Requests:
a) In the prime-number assembly exercise, what does the line containing "and ax, 1111111100000000b" do, and what purpose does the text give for it?
b) Continue the prime-number assembly exercise, starting right after its final line, "while ( divisor < number )".

Question

Complete the following Intel assembly language program

which determines whether the byte sized operand stored

in memory location 'number' is prime or not. The program

will write the value of 0 into the memory location 'answer'

if the number is not prime, otherwise the initial value of '1' will

be left unmodified (indicating that the number is prime). The program

makes use of the DIV instruction to determine the value of quotient

and remainder when dividing the number by 2,3,4,... (number -1) .

section .data

; put your data in this section using

; db , dw, dd directions

number db 5

answer db 1 ; 1 means number is prime, 0 means number is not prime

section .bss

; put UNINITIALIZED data here using

section .text

global _start

_start:

mov esi, number ; get the offset of number into esi  

keith: mov eax, 0 ; clear the entire eax register

mov al, [esi] ; get the number from memory into al

mov dl, al ; put it inside dl as well

mov bl, 2 ; bl holds each divisor starting from 2

loopy: div bl ; ax / bl with quot in al and rem in ah

and ax, 1111111100000000b ; isolate the rem in ah with a AND mask

; to determine whether the remainder is 0

; YOU COMPLETE THE REST OF THE CODE

HINT: The program is to implement the following high-level

pseudocode:

prime = true ;

divisor = 2 ;

while ( divisor < number )

[Position annotation records]

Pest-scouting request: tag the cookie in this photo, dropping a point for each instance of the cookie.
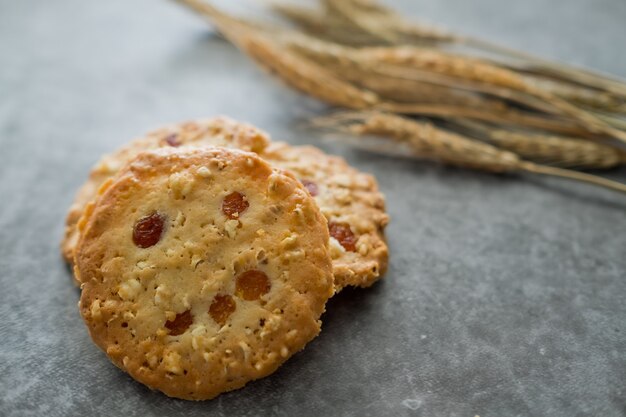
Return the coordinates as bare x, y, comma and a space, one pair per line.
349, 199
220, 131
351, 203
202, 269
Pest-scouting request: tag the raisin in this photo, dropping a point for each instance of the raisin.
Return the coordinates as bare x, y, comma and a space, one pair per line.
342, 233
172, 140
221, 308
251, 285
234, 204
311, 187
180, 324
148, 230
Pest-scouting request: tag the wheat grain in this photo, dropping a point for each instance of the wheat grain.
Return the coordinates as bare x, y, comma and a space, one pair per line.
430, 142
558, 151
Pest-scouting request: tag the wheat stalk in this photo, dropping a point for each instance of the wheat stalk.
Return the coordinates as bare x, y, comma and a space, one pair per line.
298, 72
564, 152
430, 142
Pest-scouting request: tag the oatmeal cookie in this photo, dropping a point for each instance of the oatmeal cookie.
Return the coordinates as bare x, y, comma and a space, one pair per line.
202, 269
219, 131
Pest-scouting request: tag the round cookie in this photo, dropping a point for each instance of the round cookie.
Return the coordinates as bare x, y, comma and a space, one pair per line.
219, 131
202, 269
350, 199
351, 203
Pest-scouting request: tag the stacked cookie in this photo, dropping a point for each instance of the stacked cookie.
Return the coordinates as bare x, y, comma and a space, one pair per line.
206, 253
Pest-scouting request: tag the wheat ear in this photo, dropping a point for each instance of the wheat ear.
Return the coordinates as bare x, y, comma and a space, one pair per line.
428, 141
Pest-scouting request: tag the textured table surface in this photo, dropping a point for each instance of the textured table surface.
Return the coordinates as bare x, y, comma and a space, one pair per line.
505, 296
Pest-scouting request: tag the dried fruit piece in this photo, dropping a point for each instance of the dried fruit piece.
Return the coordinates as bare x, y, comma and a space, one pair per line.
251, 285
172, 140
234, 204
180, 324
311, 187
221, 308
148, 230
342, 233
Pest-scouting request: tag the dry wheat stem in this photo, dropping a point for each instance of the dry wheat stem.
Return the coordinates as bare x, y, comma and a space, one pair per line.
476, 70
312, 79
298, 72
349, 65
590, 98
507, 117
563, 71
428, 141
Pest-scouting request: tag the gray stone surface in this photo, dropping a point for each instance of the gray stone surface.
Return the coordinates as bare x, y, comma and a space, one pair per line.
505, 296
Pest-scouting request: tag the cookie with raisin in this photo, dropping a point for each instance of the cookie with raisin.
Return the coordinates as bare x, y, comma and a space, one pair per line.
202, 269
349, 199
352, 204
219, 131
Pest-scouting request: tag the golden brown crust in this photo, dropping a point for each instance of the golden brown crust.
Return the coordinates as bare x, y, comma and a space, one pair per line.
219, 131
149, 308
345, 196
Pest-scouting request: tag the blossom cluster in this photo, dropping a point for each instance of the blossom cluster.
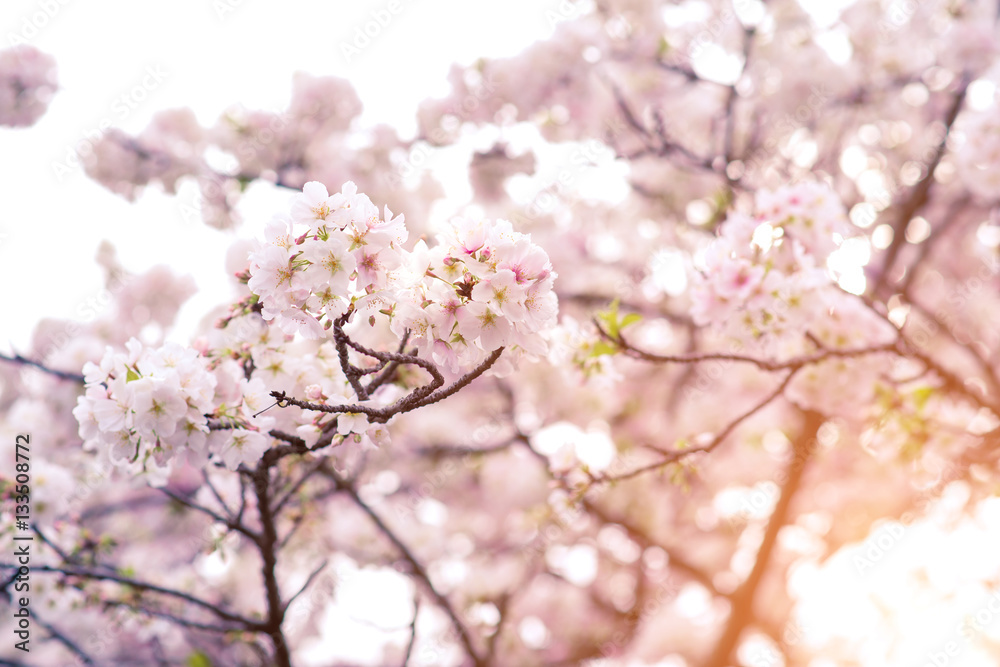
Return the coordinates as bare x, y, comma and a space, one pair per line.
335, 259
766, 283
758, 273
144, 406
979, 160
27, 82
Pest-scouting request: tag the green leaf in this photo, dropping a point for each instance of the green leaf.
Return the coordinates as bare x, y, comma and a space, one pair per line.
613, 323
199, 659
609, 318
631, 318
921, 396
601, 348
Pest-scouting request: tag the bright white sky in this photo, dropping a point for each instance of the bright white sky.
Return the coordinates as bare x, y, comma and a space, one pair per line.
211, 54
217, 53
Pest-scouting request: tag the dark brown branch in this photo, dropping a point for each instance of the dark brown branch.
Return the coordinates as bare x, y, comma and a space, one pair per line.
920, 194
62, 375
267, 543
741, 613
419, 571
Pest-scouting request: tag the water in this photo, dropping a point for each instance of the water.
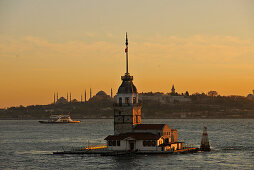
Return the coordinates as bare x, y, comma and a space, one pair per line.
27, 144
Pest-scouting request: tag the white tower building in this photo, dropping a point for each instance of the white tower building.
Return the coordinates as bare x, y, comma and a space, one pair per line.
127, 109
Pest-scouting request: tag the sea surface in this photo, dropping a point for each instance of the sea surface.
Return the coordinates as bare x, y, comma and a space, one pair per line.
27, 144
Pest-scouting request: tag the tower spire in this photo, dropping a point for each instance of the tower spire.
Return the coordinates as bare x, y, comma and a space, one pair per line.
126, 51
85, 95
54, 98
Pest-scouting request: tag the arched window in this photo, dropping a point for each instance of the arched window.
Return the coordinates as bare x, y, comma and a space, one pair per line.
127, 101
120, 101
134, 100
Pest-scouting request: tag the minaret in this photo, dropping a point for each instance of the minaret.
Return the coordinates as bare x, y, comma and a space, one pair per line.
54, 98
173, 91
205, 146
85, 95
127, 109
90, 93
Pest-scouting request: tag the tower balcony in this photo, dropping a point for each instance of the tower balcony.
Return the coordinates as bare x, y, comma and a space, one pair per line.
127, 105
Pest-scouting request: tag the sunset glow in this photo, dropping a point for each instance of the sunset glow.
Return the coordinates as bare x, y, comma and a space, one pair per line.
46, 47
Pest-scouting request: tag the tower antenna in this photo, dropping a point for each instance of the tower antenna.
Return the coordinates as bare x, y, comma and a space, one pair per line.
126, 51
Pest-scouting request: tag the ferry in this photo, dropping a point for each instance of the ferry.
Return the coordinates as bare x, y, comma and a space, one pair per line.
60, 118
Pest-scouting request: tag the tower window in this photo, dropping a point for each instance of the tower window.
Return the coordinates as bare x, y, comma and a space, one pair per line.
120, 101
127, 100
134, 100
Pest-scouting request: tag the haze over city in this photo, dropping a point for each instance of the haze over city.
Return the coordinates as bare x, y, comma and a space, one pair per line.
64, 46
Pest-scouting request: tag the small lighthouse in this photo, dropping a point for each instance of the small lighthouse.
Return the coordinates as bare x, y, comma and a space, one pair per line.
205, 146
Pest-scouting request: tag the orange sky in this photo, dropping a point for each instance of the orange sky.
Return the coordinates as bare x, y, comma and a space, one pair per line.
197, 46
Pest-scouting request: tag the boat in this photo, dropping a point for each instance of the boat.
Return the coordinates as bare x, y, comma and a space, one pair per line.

Answers to the tasks:
a) It applies an AND mask to ax that isolates the remainder held in ah. According to the comment, this lets the program determine whether the remainder is 0.

b)
{

if ( the remainder of number / divisor is 0 )

{

prime = false ; // we found a divisor which evenly divides number

} // so therefore number cannot be prime

   

divisor = divisor + 1 ; // check the next divisor and keep looping

}

Answer 1

.... jz non_prime
.... inc bl
.... cmp bl, dl
.... jl loopy
[add code here to report a prime number]
non_prime:
[add code here to report a non-prime number]


Both the assembly code and the C pseudocode are pretty n00b-like.

1. There is no need to clear EAX if you are going to be doing all 8 and 16-bit arithmetic.

2. There's no point in AND AX, 0FF00h, when AND AH,AH does the same thing with a shorter instruction

3. There is no point in the pseudocode staying in the loop when a number is found to be non-prime. Assembly language is all goto-based, so you don't have to pretend that goto is evil and "avoid a break; statement".

4.One leading test for divisibility by 2 is the only even divisor you need to test. If a number isn't divisible by 2, it isn't going to have any other even divisors, either.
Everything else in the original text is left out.